■ **ENUNCIADO A**:
Por favor, passe para uma tabela Markdown as linhas dos registos, começando pela linha com "I'm trying to determine whether the wooden" e seguindo até à linha com "left=487, top=185, right=608, bottom=309", ambas incluídas. Use as colunas "N.º" (número da linha) e "Linha" (o texto dela), sem as linhas em branco.

■ **TEXTO DE LEITURA**:
------------------------------------------------------------------------

Com base do artigo 4 do Decreto n.º 15/2000, as autoridades comunitárias articulam com os órgãos locais do Estado nas atividades ligadas ao uso e aproveitamento da terra; paz, justiça e harmonia social; elevação cívica e elevação de espírito patriótico, entre outras atividades.
Do anteriormente exposto, embora o Regulamento do Solo Urbano não inclua, observa-se que a ocupação costumeira constitui um dos mecanismos de acesso à terra.
Por conseguinte, e em corroboração com Jenkins (2001) e Negrão (2004) nos espaços administrativamente designados por cidade há quatro possibilidades de adquirir o DUAT, nomeadamente: i) através dos sistemas de direitos costumeiros (com as autoridades comunitárias como um dos como atores ativos na adjudicação de parcelas de terra, para além do Município/Estado); ii) por adjudicação directa do Estado (que tem como ator ativo-chave o Estado/Município, contudo não dispensa as autoridades comunitárias); iii) pela ocupação de boa-fé; e iv) por transações de direitos pela via do mercado (intervêm tanto o Estado/Município como as autoridades comunitárias, embora com papéis diferentes).
Portanto, cada forma de acesso à terra corresponde a determinados atores ativos, daqui a importância de refletir sobre a relação entre os mecanismos de acesso à terra e a forma de ocupação do território, informações fundamentais para identificar lacunas que afetam a gestão territorial.
2. Relação entre mecanismos de acesso à terra e a forma de ocupação do território
Sublinha-se a pertinência de refletir sobre os mecanismos de atuação dos atores com ingerência no acesso à terra, na medida em que condicionam a forma de ocupação do território. Assim, assume-se como premissa que os problemas inerentes à forma de ocupação do território resultam da ausência ou deficiente articulação entre as Autoridades Comunitárias (régulos e secretários do bairro) e o Município no controlo do acesso à terra e orientação da ocupação do território.

------------------------------------------------------------------------

■ **ENUNCIADO B**:
Transcreva palavra por palavra o trecho do texto sobre o acesso à terra, começando em "Portanto, cada forma" e seguindo até "da ocupação do território.".

(Registos de coordenadas anotados)
------------------------------------------------------------------------

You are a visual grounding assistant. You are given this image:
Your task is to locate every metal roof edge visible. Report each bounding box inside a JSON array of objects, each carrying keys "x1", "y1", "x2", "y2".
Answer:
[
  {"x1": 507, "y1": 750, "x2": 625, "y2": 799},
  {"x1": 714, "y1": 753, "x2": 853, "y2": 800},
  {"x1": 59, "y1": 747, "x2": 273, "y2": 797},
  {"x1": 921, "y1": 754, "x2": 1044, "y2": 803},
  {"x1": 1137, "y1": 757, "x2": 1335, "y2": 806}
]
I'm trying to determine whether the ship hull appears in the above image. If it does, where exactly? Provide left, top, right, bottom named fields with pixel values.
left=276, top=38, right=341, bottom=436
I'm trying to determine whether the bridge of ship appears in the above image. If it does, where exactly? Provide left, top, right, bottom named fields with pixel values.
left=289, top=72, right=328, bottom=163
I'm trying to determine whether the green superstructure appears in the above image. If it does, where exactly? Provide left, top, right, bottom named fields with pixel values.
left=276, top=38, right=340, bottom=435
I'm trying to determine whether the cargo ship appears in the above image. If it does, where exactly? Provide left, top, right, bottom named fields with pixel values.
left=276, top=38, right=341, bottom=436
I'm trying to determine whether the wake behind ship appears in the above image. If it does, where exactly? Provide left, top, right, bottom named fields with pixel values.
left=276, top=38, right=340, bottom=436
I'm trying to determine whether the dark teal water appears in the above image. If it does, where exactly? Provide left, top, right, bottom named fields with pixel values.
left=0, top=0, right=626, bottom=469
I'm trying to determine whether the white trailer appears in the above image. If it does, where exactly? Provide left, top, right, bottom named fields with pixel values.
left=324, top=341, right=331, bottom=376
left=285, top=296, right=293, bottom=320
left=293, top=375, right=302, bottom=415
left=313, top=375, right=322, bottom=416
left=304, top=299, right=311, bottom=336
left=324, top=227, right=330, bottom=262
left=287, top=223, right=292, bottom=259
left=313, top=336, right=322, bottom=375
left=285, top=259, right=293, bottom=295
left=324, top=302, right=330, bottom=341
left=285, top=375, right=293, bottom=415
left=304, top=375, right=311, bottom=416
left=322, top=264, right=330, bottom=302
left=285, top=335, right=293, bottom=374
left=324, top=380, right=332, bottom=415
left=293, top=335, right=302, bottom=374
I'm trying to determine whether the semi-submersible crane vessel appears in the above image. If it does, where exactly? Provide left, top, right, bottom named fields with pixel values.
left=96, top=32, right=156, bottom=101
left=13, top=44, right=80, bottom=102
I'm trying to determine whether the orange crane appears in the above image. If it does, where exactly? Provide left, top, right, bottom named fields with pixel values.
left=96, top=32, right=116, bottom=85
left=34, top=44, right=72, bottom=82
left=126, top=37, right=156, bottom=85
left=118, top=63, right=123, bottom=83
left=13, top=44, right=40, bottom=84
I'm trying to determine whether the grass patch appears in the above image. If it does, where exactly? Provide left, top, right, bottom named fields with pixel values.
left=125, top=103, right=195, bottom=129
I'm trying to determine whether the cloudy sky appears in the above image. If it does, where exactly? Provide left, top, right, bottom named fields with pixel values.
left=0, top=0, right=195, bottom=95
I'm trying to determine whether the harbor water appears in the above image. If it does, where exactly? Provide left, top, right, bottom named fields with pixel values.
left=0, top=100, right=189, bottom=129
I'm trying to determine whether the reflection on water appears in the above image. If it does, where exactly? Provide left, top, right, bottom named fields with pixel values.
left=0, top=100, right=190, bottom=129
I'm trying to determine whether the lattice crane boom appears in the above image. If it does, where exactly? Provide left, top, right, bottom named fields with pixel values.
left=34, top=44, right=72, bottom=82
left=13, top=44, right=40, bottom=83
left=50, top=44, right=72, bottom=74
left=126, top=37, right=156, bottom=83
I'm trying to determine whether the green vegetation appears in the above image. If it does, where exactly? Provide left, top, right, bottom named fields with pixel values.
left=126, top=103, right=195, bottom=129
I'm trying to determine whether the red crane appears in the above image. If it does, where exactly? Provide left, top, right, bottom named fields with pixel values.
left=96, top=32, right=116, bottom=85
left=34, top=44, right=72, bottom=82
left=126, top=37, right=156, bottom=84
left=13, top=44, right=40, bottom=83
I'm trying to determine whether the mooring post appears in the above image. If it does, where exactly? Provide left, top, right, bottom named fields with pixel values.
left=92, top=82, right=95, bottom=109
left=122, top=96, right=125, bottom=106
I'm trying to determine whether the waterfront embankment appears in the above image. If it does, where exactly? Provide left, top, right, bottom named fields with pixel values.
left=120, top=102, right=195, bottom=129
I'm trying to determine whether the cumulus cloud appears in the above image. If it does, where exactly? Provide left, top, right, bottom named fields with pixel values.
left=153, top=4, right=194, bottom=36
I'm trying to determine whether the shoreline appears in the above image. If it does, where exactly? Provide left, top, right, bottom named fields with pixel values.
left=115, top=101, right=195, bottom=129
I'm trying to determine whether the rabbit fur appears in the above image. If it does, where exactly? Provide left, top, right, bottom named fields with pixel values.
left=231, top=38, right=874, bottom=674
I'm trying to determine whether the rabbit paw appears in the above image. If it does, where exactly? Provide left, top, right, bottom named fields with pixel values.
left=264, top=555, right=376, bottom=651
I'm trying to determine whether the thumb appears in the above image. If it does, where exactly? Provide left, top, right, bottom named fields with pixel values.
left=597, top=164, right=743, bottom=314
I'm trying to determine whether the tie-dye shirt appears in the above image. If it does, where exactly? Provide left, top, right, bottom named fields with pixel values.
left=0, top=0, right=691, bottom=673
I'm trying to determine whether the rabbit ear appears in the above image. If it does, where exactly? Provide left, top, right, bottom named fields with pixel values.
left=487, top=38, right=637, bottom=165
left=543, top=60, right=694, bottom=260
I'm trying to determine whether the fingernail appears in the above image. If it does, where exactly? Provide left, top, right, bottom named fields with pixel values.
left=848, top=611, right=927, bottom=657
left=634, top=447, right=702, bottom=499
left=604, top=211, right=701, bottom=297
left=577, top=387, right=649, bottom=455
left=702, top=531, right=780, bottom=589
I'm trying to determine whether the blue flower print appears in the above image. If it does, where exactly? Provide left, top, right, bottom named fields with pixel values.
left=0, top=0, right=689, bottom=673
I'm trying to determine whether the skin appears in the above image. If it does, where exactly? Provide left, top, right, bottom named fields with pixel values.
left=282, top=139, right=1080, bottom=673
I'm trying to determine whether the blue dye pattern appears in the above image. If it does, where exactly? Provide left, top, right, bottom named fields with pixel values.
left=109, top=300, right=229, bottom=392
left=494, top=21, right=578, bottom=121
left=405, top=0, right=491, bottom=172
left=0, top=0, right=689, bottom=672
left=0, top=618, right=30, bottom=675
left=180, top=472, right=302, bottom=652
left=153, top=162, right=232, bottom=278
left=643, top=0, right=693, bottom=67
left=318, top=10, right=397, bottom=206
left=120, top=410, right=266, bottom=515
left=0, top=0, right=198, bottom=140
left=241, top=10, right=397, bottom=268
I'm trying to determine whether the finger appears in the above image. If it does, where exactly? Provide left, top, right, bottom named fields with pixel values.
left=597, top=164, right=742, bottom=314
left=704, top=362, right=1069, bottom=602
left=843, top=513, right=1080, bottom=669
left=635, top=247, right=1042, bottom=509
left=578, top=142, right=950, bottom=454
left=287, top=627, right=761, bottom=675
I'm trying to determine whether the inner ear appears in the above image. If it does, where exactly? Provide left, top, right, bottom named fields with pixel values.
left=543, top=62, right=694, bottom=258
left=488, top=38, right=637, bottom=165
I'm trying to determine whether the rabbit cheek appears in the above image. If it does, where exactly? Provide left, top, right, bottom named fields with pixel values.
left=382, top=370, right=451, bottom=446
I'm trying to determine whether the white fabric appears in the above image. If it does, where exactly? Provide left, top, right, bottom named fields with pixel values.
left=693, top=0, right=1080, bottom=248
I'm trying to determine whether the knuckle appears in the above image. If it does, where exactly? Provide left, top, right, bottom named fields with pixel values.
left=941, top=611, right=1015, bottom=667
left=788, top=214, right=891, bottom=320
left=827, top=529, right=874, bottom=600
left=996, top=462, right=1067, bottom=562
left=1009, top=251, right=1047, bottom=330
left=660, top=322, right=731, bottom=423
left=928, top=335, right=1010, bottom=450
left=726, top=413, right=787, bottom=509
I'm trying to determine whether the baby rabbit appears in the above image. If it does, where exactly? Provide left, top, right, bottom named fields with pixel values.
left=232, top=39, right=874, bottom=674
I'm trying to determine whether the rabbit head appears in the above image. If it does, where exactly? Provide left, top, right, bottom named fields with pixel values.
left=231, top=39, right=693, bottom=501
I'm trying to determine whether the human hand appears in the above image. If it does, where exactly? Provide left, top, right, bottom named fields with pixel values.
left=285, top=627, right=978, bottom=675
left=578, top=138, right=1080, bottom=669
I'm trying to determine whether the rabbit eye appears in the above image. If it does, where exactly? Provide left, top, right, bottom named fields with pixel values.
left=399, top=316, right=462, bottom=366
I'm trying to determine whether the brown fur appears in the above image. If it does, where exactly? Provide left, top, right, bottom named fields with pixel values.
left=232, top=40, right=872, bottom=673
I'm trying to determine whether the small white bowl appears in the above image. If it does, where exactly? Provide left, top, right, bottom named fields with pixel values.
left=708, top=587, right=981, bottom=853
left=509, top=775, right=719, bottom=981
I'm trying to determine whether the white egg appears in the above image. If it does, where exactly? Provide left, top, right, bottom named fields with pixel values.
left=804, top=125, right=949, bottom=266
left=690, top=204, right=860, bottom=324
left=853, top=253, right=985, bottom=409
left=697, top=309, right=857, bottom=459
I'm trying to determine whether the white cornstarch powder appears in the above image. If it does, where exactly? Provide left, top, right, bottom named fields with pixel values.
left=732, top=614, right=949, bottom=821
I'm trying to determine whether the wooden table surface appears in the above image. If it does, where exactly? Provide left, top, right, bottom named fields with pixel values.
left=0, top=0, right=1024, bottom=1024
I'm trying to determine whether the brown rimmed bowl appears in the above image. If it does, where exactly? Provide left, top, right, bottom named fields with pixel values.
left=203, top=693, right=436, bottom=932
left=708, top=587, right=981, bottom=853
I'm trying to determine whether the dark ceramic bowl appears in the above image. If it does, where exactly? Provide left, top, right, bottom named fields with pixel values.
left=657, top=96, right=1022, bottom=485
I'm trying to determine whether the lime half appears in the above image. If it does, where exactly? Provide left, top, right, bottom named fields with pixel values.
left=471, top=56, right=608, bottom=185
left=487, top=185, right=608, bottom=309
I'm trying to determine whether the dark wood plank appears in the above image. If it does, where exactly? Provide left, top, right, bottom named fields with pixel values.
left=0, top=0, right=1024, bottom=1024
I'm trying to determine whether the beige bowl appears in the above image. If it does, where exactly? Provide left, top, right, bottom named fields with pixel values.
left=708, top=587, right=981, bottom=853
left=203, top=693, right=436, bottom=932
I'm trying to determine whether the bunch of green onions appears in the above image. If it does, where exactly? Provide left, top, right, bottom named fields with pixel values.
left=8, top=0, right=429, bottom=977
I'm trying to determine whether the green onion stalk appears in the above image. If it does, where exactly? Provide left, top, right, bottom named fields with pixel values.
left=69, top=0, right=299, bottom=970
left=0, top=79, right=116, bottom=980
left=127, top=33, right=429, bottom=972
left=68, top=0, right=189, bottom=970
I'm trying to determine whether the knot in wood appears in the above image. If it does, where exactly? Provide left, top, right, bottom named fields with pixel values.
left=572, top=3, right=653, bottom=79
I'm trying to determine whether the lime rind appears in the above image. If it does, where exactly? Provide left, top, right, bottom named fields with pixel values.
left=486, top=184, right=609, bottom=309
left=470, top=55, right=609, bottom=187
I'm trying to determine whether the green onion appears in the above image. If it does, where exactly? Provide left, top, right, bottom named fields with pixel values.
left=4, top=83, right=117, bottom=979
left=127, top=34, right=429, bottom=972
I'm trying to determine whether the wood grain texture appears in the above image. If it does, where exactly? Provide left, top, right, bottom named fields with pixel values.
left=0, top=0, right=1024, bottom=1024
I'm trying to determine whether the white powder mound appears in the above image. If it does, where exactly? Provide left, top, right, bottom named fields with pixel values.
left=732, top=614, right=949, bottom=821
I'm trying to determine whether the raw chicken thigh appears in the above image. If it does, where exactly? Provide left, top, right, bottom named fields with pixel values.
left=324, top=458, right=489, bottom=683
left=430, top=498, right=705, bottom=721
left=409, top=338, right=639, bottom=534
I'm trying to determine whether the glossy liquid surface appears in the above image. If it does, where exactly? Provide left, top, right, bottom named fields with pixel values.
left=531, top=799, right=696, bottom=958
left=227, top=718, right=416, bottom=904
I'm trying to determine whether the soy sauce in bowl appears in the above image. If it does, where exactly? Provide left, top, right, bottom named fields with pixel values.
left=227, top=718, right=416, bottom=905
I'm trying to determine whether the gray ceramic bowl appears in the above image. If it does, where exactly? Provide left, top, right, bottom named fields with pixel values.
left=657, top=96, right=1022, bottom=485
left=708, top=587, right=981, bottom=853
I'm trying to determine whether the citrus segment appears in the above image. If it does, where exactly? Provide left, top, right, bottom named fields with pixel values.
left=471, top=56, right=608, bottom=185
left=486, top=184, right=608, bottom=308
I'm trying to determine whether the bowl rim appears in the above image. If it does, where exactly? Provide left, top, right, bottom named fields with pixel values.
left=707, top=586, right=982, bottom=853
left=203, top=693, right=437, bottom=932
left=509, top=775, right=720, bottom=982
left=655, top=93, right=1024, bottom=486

------------------------------------------------------------------------

■ **RESOLUÇÃO A**:
| N.º | Linha |
|---|---|
| 1 | I'm trying to determine whether the wooden table surface appears in the above image. If it does, where exactly? Provide left, top, right, bottom named fields with pixel values. |
| 2 | left=0, top=0, right=1024, bottom=1024 |
| 3 | I'm trying to determine whether the brown rimmed bowl appears in the above image. If it does, where exactly? Provide left, top, right, bottom named fields with pixel values. |
| 4 | left=203, top=693, right=436, bottom=932 |
| 5 | left=708, top=587, right=981, bottom=853 |
| 6 | I'm trying to determine whether the dark ceramic bowl appears in the above image. If it does, where exactly? Provide left, top, right, bottom named fields with pixel values. |
| 7 | left=657, top=96, right=1022, bottom=485 |
| 8 | I'm trying to determine whether the lime half appears in the above image. If it does, where exactly? Provide left, top, right, bottom named fields with pixel values. |
| 9 | left=471, top=56, right=608, bottom=185 |
| 10 | left=487, top=185, right=608, bottom=309 |

■ **RESOLUÇÃO B**:
Portanto, cada forma de acesso à terra corresponde a determinados atores ativos, daqui a importância de refletir sobre a relação entre os mecanismos de acesso à terra e a forma de ocupação do território, informações fundamentais para identificar lacunas que afetam a gestão territorial.
2. Relação entre mecanismos de acesso à terra e a forma de ocupação do território
Sublinha-se a pertinência de refletir sobre os mecanismos de atuação dos atores com ingerência no acesso à terra, na medida em que condicionam a forma de ocupação do território. Assim, assume-se como premissa que os problemas inerentes à forma de ocupação do território resultam da ausência ou deficiente articulação entre as Autoridades Comunitárias (régulos e secretários do bairro) e o Município no controlo do acesso à terra e orientação da ocupação do território.